TEXTO DE ORIGEN =>

▼

Hace quince años que abrió sus
puertas y diez que inició la búsqueda de la esencialidad
Artur Martínez celebra dos
aniversarios de su restaurante Capritx, en Terrassa: el primero, los quince
años desde que convirtió el viejo bar de sus abuelos, pegado a la tienda de
comida para llevar que atienden sus padres, El Buen Gusto, en un restaurante
con un espacio minúsculo (cinco mesas para 14 comensales) y una ambición gastronómica desmesurada.
El segundo, los diez años
desde que hizo un ejercicio de sinceridad para mirarse al espejo y preguntarse si de verdad tenía sentido
seguir empeñado en preparar aquellos menús con
elaboraciones de pura filigrana, que no se correspondían con sus escasos
recursos y que convertían cada servicio en una pesadilla de tiempos y
temperaturas.
La pequeña cocina del Capritx está equipada con
tres fuegos, que los fines de semana y festivos, cuando abre El Buen Gusto,
sirven también para preparar los platos que allí se venden; un horno, una
nevera y un viejo congelador de helados de los años 70...

▲

SUS TAREAS =>
1. Según el texto de origen, ¿cuántos comensales puede atender el restaurante Capritx?
2. Enumere todos los equipos de la cocina del Capritx que menciona el texto de origen.
3. Prosiga la redacción del texto de origen sobre el restaurante Capritx a partir de su última frase.
Los registros constituyen un material independiente del texto de origen.

REGISTROS DE DATOS =>
▼

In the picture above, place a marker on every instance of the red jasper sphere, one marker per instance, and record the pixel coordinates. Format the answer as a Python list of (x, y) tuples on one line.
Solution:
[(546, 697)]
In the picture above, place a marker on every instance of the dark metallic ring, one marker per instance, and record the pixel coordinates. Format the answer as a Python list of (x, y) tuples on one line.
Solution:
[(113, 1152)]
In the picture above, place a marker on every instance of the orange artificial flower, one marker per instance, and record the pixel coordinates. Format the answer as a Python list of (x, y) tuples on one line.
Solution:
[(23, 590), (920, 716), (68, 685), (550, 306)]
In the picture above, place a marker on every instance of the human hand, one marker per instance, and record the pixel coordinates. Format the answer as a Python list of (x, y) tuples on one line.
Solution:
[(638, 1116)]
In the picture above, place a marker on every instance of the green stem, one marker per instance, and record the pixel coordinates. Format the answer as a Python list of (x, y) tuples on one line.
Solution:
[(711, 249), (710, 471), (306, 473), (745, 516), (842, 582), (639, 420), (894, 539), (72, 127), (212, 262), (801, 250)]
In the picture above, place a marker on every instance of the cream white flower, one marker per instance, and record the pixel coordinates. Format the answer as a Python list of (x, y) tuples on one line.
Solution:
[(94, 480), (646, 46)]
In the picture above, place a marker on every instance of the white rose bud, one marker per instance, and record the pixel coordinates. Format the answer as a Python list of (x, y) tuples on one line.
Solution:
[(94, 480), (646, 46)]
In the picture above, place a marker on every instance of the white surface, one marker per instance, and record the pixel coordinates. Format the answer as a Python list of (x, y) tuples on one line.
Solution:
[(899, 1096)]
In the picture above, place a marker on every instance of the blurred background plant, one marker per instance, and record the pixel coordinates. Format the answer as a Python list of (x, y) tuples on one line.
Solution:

▲

LISTA DE RESPUESTAS =>
1. Catorce comensales, repartidos en cinco mesas.

2. Tres fuegos, un horno, una nevera y un viejo congelador de helados de los años 70.

3.
En 2007 Martínez estuvo a punto de tirar la toalla.
Pero decidió dar un giro y apostar por la esencia, por una cocina desnuda y
auténtica. “Huyo de todo lo superfluo y he hecho de la escasez una virtud. Aquí
todo es un milagro”.
El menú, reconoce el chef, requiere un trabajo de ingeniería para
que cada elaboración salga en el mejor orden posible y a su tiempo. No hay
plancha, no hay horno de carbón, ni sistemas para la cocción a baja
temperatura; por no haber no hay casi nada de lo que hay en otras cocinas
profesionales. Y a veces, mientras en uno de los fogones se prepara uno de sus
platos, en el otro cuece la fideuà que esperan en la tienda, donde se forman
colas y donde los pollos a l’ast se venden a destajo.
Capritx es probablemente uno de los restaurantes con estrella
Michelin con menos infraestructura y
Martínez uno de los chefs que consigue más con menos. “Cuando en noviembre de
2010 nos dieron la estrella, nos regalamos una Pacojet para poder elaborar
helados cremosos, porque antes sólo podíamos hacer sorbetes, y un armario para
calentar platos sin tener que meterlos en el horno, como hasta entonces”.
Hace apenas unas semanas el
chef perdió a su abuela Isabel, con la que se crió. La recuerda en una mesa del
bar, al fondo las máquinas tragaperras, al
otro lado la mesa, con el mantel de cuadros, donde ella le servía la comida.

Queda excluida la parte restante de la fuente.